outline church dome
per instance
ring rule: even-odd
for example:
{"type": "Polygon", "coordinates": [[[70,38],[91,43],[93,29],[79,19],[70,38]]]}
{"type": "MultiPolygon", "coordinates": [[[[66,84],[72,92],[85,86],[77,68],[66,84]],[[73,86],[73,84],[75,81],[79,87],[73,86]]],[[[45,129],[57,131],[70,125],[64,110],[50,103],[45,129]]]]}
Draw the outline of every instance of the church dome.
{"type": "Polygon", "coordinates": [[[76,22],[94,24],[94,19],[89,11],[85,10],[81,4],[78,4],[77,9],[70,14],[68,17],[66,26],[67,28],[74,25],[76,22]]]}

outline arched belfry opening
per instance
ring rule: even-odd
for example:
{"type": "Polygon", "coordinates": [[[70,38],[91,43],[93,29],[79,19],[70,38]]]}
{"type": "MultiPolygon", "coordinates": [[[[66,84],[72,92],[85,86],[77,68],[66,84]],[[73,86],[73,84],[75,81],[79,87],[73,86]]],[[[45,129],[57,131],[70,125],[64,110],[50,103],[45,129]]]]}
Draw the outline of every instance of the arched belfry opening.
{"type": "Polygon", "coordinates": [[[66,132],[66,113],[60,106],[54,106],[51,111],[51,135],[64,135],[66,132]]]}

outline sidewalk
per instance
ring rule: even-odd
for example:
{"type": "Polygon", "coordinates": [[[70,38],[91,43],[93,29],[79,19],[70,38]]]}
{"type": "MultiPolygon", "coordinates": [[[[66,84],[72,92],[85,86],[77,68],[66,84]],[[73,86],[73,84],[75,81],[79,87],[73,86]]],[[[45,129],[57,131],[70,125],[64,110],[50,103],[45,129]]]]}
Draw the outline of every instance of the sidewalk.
┄┄┄┄┄┄
• [YOUR OBJECTIVE] Could you return every line of all the entries above without changing anything?

• [PROBLEM SOLUTION]
outline church dome
per instance
ring rule: even-odd
for example:
{"type": "Polygon", "coordinates": [[[70,38],[91,43],[93,29],[79,19],[70,38]]]}
{"type": "MultiPolygon", "coordinates": [[[[66,84],[72,92],[85,86],[77,68],[66,84]],[[73,86],[73,84],[75,81],[79,87],[73,86]]],[[[45,129],[57,131],[70,125],[64,110],[50,103],[45,129]]]]}
Draw the outline of every instance of the church dome.
{"type": "Polygon", "coordinates": [[[76,22],[94,24],[94,19],[89,11],[85,10],[81,4],[78,4],[77,9],[70,14],[68,17],[66,26],[67,28],[74,25],[76,22]]]}

outline arched belfry opening
per instance
ring rule: even-odd
for example:
{"type": "Polygon", "coordinates": [[[70,38],[91,43],[93,29],[79,19],[70,38]]]}
{"type": "MultiPolygon", "coordinates": [[[[66,84],[72,92],[85,86],[77,68],[66,84]],[[73,86],[73,84],[75,81],[79,87],[73,86]]],[[[45,129],[57,131],[70,125],[64,110],[50,103],[45,129]]]]}
Draw the outline of every instance of the arched belfry opening.
{"type": "Polygon", "coordinates": [[[66,132],[66,113],[60,106],[54,106],[51,111],[51,135],[64,135],[66,132]]]}

outline sidewalk
per instance
ring rule: even-odd
for example:
{"type": "Polygon", "coordinates": [[[70,38],[91,43],[93,29],[79,19],[70,38]]]}
{"type": "MultiPolygon", "coordinates": [[[[66,84],[72,92],[85,86],[77,68],[66,84]],[[73,86],[73,84],[75,81],[79,87],[73,86]]],[[[45,129],[57,131],[70,125],[64,110],[50,103],[45,129]]]]}
Draw the outline of every instance of the sidewalk.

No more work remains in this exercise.